→ **Document segment**
>>

The EOMORES spatial planning services provide insight concerning water quality distribution for a number of spatial planning purposes. Two relevant cases are considered below:

• determining the most representative locations for in situ monitoring in order to identify the most suitable spots for bathing;
• monitoring dredging events and properly assessing their consequences.

Monitoring and Bathing Water Locations

What is the problem?

The spatial distribution of algae and cyanobacteria blooms can vary significantly. However, standard in situ samples are generally taken either in the middle of the lake or next to platforms or jetties – despite the fact that such locations may not be as representative of the entire water body. Bathing locations tend to be situated on shores with sandy beaches or close to cities or access roads, and often face south for maximum sun exposure. From a public health perspective, however, bathing locations should not be situated in areas where cyanobacterial scums frequently occur, since such scums may contain high concentrations of toxins.

How does EOMORES address it?

Satellite-based maps, incorporating long time series of data (multi-annual), indicate the average spatial distribution of parameters such as chlorophyll and cyanobacterial pigment over specific areas. Patterns of distribution are determined through combined hydrodynamic-water quality models.

Such long-term spatial information can be used to determine locations representative of the water body as a whole in order to optimise in situ sampling, as well as to identify the safest zones for future bathing locations.

EOMORES in action: Monitoring Chlorophyll-a distribution over lake Paterswoldsemeer (the Netherlands)

Dredging

What is the problem?

Dredging can have an environmental impact when the dredged material from lakes or from the seabed is excavated from the bottom of the water body, transported to the surface and stored, or when such materials overflow from the dredger. Sediment released into the water body in these ways is spread out by currents and thus increases the turbidity over a larger area. Depending on the sediment quality, dredging events can have multiple negative effects on the environment, for example, by affecting light penetration and nutrient conditions in the aquatic ecosystem, or by releasing harmful substances present on the water floor.

How does EOMORES address it?

Increased turbidity caused by dredging is often visible in optical satellite images. This allows the monitoring of the exact direction and length of the plume. EOMORES provides synoptic satellite mapping and high-frequency in situ monitoring of water turbidity before and after dredging.

EOMORES forecasting models can estimate the evolution of plumes resulting from dredging activities, taking into account the specificities of the analysed water system. This information can be useful in anticipating where and when the most critical impacts from dredging on the environment are to be expected, and are hence relevant for environmental assessments or for planning  in situ sampling following dredging events.

A dredging event identified by Tarkka –service by SYKE. Increased water turbidity caused by dredging in the Finnish coastal area, near the city of Rauma, is clearly visible in the Sentinel 2 provided images. Before the dredging (image on the left), the waters appear darker on the satellite images. The dredged locations are marked with red circles on the two other images and the event clearly affects water turbidity as demonstrated by the change in water colour. Sediment material that is lost during the dredging spread with water currents first to the South-West (middle image) and a few days later to the North-East (image on the right).

<<

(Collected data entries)
>>

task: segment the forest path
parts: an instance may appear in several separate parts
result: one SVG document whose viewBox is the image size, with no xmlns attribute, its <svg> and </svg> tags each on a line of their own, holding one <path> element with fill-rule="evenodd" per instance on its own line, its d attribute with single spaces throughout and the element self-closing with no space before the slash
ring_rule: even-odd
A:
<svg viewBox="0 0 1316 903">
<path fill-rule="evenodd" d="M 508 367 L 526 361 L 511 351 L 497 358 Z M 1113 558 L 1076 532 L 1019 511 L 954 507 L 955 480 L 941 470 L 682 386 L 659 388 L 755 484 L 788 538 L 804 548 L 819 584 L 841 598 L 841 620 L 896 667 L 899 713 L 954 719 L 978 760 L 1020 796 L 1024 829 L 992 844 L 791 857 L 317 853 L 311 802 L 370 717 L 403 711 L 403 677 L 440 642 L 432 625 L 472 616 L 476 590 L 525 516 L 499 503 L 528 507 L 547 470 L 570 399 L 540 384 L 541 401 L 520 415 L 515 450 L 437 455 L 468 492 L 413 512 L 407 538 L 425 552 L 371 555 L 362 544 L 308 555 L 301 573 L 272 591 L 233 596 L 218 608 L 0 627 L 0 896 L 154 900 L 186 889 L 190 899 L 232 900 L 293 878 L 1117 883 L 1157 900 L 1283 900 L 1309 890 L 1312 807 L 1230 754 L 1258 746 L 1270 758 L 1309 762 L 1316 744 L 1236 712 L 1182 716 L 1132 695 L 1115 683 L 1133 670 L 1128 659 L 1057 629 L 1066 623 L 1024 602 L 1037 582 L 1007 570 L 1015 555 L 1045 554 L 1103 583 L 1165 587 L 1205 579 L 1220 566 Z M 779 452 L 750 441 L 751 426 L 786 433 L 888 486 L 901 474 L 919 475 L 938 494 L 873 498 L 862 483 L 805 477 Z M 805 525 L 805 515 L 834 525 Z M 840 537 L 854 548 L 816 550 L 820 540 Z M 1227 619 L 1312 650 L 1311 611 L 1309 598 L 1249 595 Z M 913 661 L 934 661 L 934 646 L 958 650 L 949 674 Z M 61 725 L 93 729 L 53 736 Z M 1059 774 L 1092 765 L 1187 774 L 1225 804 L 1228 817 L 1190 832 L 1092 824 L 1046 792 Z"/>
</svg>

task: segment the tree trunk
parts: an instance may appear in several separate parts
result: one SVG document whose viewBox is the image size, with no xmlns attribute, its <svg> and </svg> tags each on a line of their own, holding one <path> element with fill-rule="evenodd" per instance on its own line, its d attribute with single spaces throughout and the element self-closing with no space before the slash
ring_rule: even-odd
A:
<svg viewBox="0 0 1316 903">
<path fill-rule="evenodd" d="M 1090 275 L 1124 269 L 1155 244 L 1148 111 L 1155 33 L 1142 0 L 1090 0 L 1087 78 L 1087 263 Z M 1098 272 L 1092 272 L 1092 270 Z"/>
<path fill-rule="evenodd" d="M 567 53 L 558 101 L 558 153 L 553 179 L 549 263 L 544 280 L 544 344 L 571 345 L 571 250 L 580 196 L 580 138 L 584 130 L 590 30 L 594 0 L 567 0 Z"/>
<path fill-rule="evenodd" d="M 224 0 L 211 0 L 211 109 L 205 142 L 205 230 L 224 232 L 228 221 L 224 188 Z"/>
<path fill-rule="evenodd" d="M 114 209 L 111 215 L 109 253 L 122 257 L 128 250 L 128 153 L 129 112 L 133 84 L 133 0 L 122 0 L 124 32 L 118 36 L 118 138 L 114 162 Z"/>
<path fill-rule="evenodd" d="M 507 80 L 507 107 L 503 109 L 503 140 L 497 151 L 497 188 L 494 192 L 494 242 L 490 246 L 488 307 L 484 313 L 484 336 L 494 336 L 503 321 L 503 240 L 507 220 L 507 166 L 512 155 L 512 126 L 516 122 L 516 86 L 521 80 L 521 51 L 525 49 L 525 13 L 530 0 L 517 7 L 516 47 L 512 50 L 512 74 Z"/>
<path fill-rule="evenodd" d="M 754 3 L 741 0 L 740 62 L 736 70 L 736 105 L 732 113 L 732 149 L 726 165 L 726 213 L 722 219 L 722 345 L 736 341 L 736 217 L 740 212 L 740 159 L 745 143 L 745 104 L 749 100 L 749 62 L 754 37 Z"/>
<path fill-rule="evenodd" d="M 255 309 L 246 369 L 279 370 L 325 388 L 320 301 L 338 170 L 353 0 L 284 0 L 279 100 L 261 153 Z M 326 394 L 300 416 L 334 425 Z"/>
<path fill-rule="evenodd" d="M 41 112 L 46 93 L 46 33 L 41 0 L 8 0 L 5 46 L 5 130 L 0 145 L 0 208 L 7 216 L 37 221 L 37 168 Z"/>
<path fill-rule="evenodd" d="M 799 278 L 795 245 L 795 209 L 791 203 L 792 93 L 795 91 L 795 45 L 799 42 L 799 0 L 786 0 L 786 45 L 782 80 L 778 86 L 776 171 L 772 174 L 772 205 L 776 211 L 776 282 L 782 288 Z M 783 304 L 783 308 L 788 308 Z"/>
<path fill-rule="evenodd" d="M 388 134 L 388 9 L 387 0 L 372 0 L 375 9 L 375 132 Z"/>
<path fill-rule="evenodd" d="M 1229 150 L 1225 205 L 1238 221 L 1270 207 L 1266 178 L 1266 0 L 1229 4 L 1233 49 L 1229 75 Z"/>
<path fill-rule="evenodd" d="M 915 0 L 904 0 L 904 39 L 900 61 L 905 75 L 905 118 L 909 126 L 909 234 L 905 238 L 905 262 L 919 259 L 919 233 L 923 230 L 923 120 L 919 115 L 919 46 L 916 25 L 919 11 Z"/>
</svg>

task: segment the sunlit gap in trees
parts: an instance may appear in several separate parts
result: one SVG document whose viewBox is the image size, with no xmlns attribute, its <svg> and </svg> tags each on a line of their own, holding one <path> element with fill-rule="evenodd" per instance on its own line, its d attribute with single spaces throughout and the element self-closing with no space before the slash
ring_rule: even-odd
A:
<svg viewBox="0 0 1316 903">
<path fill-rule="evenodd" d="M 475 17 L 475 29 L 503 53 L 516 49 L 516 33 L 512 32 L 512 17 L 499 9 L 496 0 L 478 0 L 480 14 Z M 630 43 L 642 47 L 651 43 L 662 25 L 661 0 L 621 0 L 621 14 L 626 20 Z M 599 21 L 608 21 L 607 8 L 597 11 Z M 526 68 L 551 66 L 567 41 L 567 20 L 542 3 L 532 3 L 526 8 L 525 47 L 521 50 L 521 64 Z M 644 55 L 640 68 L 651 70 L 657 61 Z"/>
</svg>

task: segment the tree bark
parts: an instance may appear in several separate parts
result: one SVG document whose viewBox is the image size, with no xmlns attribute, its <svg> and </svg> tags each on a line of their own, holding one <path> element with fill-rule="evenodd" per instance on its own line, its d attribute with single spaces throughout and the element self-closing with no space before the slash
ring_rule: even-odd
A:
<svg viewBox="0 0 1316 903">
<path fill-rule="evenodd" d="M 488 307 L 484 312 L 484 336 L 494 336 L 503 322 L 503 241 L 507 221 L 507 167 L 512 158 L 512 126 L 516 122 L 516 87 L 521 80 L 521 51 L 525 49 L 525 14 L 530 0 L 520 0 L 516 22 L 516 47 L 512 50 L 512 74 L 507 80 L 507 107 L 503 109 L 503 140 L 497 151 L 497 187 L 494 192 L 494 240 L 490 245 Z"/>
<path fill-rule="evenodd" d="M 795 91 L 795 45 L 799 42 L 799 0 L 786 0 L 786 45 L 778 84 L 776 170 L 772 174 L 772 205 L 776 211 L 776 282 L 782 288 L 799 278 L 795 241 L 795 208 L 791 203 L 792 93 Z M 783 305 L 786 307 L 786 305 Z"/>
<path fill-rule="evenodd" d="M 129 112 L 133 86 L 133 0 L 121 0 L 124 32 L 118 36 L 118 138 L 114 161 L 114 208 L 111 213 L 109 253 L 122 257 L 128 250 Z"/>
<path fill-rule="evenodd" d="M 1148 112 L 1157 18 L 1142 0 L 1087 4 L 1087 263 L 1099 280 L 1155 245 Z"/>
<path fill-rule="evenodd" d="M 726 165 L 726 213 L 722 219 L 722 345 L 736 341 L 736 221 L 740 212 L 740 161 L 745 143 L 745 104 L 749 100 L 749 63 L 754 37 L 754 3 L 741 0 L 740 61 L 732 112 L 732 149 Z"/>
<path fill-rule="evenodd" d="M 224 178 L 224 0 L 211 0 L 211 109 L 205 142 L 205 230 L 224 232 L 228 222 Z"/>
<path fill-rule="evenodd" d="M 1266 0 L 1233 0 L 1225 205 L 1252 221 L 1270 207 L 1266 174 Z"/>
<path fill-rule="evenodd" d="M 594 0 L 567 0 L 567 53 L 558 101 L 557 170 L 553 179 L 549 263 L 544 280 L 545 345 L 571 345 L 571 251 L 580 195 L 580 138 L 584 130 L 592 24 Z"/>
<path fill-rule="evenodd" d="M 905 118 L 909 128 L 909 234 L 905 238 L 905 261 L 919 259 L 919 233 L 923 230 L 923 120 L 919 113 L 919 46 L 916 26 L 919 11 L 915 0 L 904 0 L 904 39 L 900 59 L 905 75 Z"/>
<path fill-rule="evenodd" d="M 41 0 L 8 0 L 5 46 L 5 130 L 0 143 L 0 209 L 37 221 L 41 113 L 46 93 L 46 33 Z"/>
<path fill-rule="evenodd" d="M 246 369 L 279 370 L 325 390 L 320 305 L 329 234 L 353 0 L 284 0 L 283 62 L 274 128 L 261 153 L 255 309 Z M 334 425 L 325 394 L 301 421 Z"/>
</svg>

<<

→ **Problem A**
For each statement, say yes or no on whether the EOMORES text agrees, and quote the deciding words: (i) standard in situ samples are generally taken in the middle of the lake or next to platforms or jetties; (ii) bathing locations often face north; (iii) in the Rauma dredging event, sediment spread first to the North-East.
→ **Problem B**
Please repeat the EOMORES text from "Satellite-based maps, incorporating" up to and including "hydrodynamic-water quality models.".
You will not need the listing.

→ **Written answer A**
(i) Yes: "standard in situ samples are generally taken either in the middle of the lake or next to platforms or jetties"
(ii) No: "often face south for maximum sun exposure"
(iii) No: "first to the South-West (middle image)"

→ **Written answer B**
Satellite-based maps, incorporating long time series of data (multi-annual), indicate the average spatial distribution of parameters such as chlorophyll and cyanobacterial pigment over specific areas. Patterns of distribution are determined through combined hydrodynamic-water quality models.